WORK ORDER:
Could you repeat, word for word, the part of the interview starting at "I try to stay" and ending at "at Mason go?"?

EXTRACT:
-- -- --
What was your experience like as a first-generation student?
I'm from a typical Midwest working-class family. My father was an open-road truck driver who left to work for weeks at a time. My mother primarily worked for the post office but usually had two or three jobs to make ends meet. They worked hard to create a better life for me and my siblings. However, they weren't sure how we were going to be able to afford college. My parents told me that I was going to need to earn an athletic scholarship to attend college. I remember my father talking to me during my senior year when I hadn't received any offers yet. He said, if this football or track [scholarship] doesn't work out, we can start saving to send you to send you to trucking or trade school. I was thinking in the back of my mind—I do not want to do that.
I was very fortunate that I was able to earn both an athletic and academic scholarship to attend college. It meant a lot for me to be the first in my family to earn a college degree, and it put my life on a totally different trajectory in terms of just having things that people take for granted, such as a well-paying job, good health insurance, and the ability to travel and see the world. This standard of living did not seem to be attainable where I was raised. Therefore, I take great pride in providing these opportunities for as many others as possible, especially for talented students who don't believe they can afford college.
What sport did you end up playing?
So another thing about me—I'm extremely stubborn. [Laughs] I received several track scholarship offers my senior year, but I was dead set on playing college football. Since I was a smaller guy, I didn't get any Division 1 offers for football. I actually turned down a track scholarship at the school that I attended to walk onto the football team. My parents were not happy with that decision, but I was confident in myself. After one year as a football walk-on, I earned a scholarship as a kick returner. Fortunately, the Pell Grant and my academic scholarship provided me with enough financial support to get me through my first year.
What do you do for fun?
I try to stay as active as possible. I love to exercise—run, bike, hike, and all of that. My two sons, Alexander and Aidan, keep me busy. Now I spend most of my leisure time taking them to all their games and events—which includes swimming, soccer, Cub Scouts, baseball, and basketball. My wife, Kimela West-Byrd, is also a former college athlete and huge sports fan, so you will see us at a lot of Mason athletic events.
So how did your first year at Mason go?
It has been great so far. The first six months were tough because it was primarily virtual. But since we've been back on campus, it's been amazing to finally get to meet people in-person and start developing relationships. In my first year with the team, we brought in the largest class of new students in school history. Now we just have to do it again and keep things moving in the right direction. I can't wait to get into the local high schools and community colleges. I thoroughly enjoy supporting school districts with their college and career planning, so I hope we have opportunities to do more in that space. I want every student in this region to have some type of relationship or experience with Mason.
-- -- --
RAW DATA:

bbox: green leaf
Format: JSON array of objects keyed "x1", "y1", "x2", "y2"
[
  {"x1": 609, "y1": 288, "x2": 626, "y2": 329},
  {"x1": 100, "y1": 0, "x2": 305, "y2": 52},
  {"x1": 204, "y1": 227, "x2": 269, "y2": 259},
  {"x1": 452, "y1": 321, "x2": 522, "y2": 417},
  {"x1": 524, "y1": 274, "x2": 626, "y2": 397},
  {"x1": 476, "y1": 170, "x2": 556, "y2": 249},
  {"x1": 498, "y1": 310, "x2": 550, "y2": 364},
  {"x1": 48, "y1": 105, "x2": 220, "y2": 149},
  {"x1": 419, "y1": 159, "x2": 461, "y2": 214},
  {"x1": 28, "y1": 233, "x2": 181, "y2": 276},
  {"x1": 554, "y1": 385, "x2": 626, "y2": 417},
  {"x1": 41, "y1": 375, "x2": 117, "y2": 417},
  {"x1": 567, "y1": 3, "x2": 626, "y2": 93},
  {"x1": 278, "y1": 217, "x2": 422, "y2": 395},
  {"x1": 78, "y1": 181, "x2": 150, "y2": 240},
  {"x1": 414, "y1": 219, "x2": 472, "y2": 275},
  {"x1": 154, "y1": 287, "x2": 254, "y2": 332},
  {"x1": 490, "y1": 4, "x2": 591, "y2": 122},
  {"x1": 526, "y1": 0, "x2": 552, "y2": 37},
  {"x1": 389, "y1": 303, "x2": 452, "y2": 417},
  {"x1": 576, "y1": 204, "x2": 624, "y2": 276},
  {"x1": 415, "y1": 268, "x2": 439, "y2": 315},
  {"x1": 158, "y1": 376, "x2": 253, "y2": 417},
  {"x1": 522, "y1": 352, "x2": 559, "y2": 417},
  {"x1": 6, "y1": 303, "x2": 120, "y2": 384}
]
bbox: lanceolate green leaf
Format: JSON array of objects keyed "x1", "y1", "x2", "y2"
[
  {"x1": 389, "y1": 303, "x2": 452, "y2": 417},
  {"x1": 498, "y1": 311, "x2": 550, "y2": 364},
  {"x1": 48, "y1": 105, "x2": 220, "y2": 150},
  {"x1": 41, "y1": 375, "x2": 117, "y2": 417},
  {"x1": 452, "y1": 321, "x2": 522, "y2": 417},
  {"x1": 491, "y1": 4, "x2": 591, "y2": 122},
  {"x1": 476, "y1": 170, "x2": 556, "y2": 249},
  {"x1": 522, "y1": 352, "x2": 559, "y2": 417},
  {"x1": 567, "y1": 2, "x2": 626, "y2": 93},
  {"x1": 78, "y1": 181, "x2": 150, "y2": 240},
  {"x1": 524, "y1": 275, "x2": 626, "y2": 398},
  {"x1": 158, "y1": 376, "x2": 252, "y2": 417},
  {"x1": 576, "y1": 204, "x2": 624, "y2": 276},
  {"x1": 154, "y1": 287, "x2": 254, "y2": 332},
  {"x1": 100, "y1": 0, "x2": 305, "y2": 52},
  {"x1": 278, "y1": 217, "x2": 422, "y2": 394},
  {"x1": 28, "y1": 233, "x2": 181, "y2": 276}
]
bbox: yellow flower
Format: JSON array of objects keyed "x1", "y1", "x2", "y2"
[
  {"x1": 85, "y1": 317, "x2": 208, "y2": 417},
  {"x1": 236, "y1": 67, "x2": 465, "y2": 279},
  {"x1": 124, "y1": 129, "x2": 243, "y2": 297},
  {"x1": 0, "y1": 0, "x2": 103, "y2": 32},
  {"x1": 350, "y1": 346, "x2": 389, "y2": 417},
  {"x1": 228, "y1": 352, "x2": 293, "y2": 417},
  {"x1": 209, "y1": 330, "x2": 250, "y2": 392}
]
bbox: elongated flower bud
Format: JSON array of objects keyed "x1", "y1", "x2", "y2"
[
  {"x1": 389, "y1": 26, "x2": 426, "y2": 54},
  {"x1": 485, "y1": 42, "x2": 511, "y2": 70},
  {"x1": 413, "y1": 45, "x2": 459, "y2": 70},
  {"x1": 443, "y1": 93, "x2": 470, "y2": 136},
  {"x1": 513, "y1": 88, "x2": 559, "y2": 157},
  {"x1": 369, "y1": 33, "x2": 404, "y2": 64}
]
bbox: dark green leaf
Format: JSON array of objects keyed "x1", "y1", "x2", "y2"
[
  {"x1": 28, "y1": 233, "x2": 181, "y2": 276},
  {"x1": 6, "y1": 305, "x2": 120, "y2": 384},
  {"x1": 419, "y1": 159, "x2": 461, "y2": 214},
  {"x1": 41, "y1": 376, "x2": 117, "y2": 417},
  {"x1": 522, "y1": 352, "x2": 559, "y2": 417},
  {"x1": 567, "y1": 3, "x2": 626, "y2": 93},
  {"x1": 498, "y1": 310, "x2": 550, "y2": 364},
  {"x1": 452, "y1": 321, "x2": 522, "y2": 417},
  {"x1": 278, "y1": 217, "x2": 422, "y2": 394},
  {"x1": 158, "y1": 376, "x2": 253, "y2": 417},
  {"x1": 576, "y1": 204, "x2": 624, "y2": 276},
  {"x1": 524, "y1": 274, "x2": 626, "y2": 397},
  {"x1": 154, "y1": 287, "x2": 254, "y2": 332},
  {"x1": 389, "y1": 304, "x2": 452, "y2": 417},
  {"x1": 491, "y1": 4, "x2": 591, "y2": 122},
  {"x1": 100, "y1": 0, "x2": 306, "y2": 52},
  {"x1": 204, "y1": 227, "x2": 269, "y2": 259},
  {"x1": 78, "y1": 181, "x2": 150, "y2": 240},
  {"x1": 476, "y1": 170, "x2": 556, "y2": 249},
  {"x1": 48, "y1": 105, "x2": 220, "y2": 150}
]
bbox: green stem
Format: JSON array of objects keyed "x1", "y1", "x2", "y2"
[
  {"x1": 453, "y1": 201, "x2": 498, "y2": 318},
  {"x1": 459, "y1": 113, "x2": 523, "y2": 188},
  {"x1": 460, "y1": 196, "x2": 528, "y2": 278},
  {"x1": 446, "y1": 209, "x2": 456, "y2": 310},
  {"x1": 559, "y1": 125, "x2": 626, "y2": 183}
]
-- -- --
RESPONSE FOR THIS EXERCISE:
I try to stay as active as possible. I love to exercise—run, bike, hike, and all of that. My two sons, Alexander and Aidan, keep me busy. Now I spend most of my leisure time taking them to all their games and events—which includes swimming, soccer, Cub Scouts, baseball, and basketball. My wife, Kimela West-Byrd, is also a former college athlete and huge sports fan, so you will see us at a lot of Mason athletic events.
So how did your first year at Mason go?